[Some records]
▼

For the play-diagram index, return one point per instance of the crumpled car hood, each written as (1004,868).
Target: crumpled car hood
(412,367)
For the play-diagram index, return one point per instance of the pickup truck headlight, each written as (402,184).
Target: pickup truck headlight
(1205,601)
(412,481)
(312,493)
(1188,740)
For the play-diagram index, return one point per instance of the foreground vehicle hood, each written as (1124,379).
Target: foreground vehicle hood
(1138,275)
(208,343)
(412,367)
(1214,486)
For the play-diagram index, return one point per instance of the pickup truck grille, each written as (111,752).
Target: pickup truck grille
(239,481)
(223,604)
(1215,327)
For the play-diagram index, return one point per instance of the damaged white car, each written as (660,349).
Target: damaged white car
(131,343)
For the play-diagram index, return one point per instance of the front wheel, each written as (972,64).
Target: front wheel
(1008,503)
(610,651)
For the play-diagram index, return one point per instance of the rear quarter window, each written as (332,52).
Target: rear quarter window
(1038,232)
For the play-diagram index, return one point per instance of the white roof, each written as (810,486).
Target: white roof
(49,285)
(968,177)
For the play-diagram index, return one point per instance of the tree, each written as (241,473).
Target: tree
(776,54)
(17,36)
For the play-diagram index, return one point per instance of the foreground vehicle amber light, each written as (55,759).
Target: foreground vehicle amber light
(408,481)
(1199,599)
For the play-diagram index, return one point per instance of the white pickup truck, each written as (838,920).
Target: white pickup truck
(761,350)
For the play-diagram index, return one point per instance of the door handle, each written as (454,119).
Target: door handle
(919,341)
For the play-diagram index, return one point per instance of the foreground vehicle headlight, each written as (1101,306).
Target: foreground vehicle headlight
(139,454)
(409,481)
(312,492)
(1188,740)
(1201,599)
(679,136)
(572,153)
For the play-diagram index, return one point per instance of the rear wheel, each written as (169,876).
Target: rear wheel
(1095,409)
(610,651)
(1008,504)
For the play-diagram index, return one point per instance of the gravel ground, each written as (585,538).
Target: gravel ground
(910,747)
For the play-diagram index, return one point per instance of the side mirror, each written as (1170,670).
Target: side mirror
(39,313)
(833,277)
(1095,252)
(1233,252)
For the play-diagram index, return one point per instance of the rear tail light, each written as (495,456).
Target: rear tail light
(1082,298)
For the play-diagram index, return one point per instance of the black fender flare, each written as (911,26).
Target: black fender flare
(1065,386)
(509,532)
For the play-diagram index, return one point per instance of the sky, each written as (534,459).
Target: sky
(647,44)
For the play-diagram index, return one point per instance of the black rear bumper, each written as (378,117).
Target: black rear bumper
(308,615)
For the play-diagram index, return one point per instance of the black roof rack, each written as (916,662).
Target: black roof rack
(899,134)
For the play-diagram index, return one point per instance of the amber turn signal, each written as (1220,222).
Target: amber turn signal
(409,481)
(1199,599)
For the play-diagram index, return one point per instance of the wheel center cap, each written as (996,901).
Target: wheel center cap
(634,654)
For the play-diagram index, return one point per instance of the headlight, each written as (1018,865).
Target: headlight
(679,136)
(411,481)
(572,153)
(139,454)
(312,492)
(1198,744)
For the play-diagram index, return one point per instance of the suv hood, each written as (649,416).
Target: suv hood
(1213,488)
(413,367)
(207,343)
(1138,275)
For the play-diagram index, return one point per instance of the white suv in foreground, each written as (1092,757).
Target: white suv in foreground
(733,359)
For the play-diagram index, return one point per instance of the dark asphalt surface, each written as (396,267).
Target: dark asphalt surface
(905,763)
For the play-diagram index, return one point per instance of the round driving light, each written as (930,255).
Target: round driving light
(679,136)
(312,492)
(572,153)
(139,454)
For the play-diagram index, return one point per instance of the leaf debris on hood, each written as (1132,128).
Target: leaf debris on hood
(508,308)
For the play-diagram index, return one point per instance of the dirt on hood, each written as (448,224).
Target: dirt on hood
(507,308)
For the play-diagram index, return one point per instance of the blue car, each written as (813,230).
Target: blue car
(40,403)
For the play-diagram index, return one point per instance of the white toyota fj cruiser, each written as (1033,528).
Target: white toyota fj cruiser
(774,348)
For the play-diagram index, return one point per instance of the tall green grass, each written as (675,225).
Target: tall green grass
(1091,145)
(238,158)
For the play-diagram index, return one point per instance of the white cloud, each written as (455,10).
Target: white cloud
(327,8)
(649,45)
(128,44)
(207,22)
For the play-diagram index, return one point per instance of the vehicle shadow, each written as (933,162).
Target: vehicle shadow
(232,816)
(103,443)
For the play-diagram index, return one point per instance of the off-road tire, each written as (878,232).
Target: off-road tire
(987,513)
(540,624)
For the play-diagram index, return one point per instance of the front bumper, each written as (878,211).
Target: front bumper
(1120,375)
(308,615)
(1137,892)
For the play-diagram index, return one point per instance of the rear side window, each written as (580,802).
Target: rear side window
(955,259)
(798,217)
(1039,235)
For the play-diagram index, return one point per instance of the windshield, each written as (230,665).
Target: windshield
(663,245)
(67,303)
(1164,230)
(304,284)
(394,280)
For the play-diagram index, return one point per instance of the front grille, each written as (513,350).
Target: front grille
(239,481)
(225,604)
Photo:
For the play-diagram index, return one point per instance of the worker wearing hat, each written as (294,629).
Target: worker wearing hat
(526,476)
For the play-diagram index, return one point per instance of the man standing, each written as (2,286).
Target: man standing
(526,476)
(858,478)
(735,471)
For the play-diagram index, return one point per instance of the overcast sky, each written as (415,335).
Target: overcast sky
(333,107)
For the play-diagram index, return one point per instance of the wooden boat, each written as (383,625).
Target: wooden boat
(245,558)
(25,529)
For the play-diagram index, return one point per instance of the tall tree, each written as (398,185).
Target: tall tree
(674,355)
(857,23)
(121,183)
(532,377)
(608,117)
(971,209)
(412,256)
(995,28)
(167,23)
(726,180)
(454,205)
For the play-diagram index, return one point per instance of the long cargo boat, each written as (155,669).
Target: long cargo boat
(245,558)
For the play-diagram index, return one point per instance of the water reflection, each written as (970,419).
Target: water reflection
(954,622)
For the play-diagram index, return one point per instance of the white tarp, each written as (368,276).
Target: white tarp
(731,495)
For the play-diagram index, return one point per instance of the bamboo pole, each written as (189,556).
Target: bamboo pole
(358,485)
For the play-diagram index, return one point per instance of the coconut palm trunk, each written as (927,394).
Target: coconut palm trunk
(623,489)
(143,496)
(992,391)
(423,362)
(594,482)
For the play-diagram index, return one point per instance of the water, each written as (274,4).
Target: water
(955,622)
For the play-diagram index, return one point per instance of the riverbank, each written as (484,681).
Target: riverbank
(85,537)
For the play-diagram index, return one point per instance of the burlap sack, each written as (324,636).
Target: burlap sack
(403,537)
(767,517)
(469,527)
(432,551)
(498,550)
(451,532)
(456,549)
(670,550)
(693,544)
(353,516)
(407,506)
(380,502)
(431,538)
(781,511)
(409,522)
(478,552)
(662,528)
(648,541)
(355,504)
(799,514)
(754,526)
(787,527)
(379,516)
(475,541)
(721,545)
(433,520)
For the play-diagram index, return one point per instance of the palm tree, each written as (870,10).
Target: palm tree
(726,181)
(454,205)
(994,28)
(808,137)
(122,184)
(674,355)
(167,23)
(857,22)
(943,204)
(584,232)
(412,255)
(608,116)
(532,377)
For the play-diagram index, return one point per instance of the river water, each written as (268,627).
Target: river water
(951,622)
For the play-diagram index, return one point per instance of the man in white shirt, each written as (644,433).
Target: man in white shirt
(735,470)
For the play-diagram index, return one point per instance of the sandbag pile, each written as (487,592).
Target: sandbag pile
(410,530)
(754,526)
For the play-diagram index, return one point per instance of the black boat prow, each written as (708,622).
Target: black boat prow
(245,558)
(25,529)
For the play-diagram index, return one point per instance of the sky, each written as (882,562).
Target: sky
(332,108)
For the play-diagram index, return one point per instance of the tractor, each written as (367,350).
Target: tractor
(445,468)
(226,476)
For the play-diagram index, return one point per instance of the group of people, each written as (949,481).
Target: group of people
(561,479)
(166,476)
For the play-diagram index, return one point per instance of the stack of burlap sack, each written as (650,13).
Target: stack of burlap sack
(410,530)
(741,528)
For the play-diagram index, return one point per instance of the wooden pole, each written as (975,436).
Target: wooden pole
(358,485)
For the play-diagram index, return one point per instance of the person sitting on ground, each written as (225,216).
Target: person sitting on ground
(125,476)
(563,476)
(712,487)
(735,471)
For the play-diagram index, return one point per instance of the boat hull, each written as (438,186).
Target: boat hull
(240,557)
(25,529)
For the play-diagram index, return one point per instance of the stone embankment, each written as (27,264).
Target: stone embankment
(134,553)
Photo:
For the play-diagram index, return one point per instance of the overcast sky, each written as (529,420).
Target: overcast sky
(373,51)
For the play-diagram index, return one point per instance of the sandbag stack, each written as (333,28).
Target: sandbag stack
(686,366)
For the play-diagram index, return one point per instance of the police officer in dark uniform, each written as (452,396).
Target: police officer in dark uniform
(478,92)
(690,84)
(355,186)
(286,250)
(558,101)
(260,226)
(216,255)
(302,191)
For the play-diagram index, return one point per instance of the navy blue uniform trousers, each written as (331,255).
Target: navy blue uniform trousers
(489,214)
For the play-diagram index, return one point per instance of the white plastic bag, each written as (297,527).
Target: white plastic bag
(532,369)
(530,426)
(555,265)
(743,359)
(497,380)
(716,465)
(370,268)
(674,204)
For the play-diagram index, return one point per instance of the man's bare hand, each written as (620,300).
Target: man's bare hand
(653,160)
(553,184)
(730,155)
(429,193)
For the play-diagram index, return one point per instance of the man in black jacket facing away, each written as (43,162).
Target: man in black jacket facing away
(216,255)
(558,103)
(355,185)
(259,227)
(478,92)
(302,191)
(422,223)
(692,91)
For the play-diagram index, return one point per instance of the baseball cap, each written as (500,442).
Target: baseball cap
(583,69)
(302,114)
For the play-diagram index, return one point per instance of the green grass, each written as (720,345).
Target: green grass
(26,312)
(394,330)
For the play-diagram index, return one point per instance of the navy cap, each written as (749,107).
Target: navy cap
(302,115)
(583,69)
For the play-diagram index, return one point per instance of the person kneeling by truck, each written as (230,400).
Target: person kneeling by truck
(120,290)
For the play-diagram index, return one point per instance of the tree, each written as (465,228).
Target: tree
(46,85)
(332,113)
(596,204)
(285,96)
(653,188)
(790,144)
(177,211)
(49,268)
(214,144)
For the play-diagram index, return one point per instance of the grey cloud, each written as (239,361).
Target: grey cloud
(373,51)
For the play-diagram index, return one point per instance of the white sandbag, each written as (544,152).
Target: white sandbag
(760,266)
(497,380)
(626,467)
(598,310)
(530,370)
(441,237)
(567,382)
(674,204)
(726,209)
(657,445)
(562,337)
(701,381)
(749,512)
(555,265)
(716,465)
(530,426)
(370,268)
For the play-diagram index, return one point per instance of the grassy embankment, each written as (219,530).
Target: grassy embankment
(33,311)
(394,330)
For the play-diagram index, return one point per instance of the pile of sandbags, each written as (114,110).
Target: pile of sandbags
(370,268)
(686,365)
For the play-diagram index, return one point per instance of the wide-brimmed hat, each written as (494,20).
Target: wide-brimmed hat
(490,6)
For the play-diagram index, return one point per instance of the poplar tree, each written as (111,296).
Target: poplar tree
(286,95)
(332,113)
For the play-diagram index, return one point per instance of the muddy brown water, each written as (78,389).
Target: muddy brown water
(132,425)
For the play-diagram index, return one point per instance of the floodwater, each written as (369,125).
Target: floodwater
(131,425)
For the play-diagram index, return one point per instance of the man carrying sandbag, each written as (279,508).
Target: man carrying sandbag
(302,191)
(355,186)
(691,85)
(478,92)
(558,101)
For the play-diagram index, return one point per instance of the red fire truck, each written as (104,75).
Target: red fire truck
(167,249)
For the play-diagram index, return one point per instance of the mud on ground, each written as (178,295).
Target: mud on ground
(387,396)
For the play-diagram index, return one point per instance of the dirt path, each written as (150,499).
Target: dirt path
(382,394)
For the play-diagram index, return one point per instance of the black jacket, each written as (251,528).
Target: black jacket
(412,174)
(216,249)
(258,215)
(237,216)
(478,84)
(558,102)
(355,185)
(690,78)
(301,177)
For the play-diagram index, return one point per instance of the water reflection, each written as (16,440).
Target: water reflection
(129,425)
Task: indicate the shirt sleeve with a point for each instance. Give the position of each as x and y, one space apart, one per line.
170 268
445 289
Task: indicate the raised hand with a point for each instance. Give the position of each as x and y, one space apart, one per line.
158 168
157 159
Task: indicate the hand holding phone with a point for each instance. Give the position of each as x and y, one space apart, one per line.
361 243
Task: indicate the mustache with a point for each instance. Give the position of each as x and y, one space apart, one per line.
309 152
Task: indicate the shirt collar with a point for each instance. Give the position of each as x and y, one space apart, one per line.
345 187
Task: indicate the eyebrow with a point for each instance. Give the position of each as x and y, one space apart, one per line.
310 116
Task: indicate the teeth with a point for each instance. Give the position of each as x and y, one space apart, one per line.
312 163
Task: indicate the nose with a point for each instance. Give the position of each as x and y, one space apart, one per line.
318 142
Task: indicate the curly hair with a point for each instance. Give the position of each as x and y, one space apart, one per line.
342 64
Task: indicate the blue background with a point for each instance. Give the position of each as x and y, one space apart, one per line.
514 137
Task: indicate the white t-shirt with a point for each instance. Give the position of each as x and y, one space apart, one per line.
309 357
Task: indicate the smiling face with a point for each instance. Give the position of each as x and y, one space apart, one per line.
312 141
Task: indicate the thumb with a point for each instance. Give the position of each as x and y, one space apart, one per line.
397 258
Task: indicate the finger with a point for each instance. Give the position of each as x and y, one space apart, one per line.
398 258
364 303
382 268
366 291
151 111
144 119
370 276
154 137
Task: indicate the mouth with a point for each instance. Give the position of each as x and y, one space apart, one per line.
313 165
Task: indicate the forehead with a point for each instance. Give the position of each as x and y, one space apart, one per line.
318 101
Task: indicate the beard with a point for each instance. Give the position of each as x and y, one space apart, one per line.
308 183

▲

> Exercise directions
In the records above, locate the line that contains "Task: indicate the eyebrow". Repeat it and every line after it, exactly, and nothing else.

> Reply to the exercise
Task: indicate the eyebrow with a point for each instance. Give the position of each as x and y, one space apart, one per line.
310 116
Task: indicate the teeth with a point for each instance. Give the position of each as x and y, one space apart, one per line.
312 163
Task: indicate the nose with a point for each instance. Give the position of each as x and y, one space apart, one per line.
318 142
Task: indicate the curly hair with a point for each instance. Give the position of each as x and y, one space apart, one per line.
342 64
Task: indicate the blue background with a point for each instance. Give the position of each as x and y, one space apart, one per line.
514 137
Task: indicate the white t-shirt with a point for each instance. Give the position of each as x and y, one space apart, one per line.
309 357
Task: indicate the smiling face with a point for each instance. Give the position of each as x and y, one space apart, one per line.
312 141
Task: indicate the thumb with a point for each instance. Give the position of each as x and y, one space apart, one per line.
397 258
Task: indicate the finger with a point for each instance. Give the position of each as x and y, one space apart, one per line.
398 258
364 303
382 268
366 291
151 111
144 119
370 276
154 137
Task: indicate the mouth with a point for each instance. Give the position of each as x and y, one space apart, one per line.
313 165
Task: indicate the forehead with a point for each instance. Give the position of each as x and y, one space apart, one per line.
318 101
Task: indicate the beard with a point for each instance. Give the position of each as x and y, one space apart, one per line.
308 183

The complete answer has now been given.